━━━ EXERCISE MATERIALS

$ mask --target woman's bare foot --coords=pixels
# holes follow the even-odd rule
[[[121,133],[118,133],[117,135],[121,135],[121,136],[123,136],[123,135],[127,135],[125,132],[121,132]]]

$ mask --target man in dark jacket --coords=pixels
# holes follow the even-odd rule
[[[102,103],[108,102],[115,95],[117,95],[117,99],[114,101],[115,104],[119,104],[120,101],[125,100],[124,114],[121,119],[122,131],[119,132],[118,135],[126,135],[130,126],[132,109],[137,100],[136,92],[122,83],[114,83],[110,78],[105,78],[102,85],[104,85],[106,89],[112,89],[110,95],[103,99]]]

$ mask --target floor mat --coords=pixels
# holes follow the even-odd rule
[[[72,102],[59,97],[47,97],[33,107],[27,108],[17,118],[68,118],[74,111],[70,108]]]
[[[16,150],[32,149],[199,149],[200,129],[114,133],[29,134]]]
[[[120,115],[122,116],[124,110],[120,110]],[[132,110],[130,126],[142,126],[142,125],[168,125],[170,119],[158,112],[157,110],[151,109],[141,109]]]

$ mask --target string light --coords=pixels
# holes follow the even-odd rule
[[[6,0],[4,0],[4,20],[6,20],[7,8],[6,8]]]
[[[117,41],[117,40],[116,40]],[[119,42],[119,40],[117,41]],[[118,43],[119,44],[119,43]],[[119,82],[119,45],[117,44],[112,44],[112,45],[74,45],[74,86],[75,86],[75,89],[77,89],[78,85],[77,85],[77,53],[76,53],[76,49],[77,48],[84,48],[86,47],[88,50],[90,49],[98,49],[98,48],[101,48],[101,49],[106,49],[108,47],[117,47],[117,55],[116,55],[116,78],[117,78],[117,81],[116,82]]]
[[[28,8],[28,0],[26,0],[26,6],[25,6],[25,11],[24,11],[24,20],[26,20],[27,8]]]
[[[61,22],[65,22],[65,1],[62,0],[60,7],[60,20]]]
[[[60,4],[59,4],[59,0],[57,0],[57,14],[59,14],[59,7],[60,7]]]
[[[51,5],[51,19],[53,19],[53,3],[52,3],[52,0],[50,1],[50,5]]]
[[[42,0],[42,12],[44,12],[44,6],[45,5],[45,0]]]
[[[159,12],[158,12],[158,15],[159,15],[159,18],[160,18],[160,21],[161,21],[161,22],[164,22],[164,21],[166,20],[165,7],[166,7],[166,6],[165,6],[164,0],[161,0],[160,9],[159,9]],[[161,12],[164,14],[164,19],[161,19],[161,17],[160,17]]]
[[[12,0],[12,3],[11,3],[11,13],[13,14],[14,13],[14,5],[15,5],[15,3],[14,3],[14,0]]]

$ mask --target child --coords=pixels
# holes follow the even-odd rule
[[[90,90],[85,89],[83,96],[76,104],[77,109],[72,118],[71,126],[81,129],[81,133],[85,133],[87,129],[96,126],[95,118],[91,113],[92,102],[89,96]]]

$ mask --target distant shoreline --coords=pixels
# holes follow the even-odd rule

━━━━━━

## INSTRUCTION
Select each line in the entries above that contains the string "coords". Case counts.

## RESPONSE TO THIS TASK
$ mask --target woman's bare foot --coords=pixels
$ mask --target man in dark jacket --coords=pixels
$ mask --target floor mat --coords=pixels
$ mask --target string light --coords=pixels
$ mask --target child --coords=pixels
$ mask --target distant shoreline --coords=pixels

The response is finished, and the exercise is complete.